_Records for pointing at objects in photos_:
---

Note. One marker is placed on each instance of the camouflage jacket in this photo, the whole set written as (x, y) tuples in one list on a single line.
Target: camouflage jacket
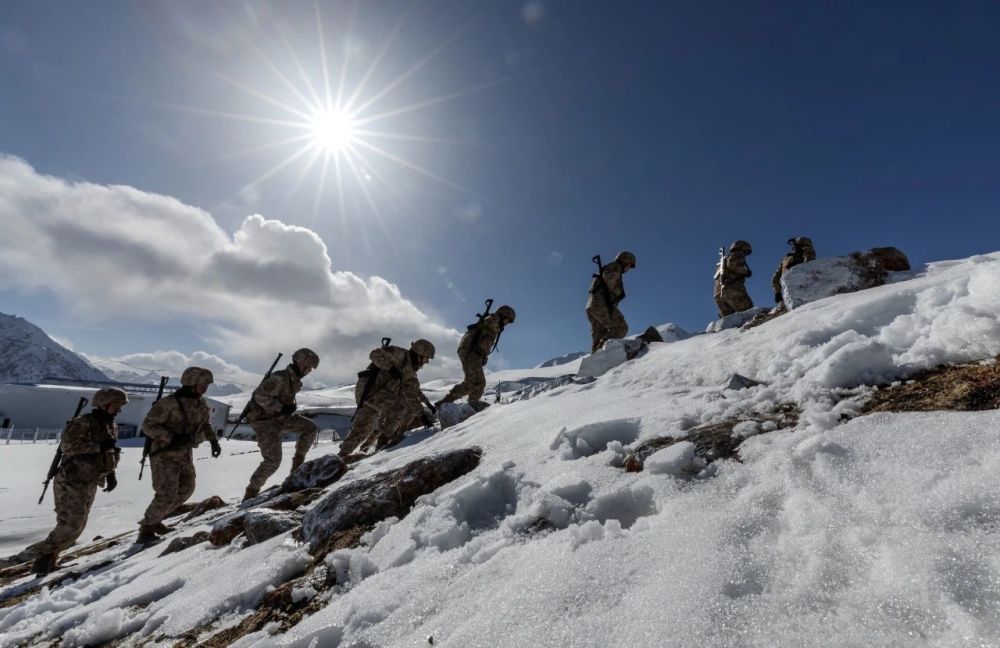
[(407, 386), (734, 270), (176, 415), (790, 260), (480, 337), (612, 276), (277, 391), (83, 460)]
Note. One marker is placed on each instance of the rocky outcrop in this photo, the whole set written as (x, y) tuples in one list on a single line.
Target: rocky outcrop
[(315, 473), (263, 524), (813, 280), (364, 502)]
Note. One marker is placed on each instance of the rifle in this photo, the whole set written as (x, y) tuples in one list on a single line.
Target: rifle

---

_WHAT IS NEEDED_:
Output every line of the records above verbatim, from first to last, but omit the pictures.

_TASK SOLUTION_:
Note. One marker is placed on each instance of the camouflage jacket in this photo, the whole set written as (x, y) tuples in one list on a single line.
Target: camouflage jacket
[(407, 386), (734, 270), (176, 415), (790, 260), (480, 337), (612, 276), (277, 391), (83, 460)]
Note. One marker is placed on each instance of the rocky outcrop in this photo, the whole set written as (x, y) tuples in one list on a single line.
Target: rocky outcrop
[(315, 473), (263, 524), (813, 280), (364, 502)]
Note. One marker is placed on each instance of the rifle in this photo, the whole set written as (x, y) tuples in one list on a single line.
Target: rifle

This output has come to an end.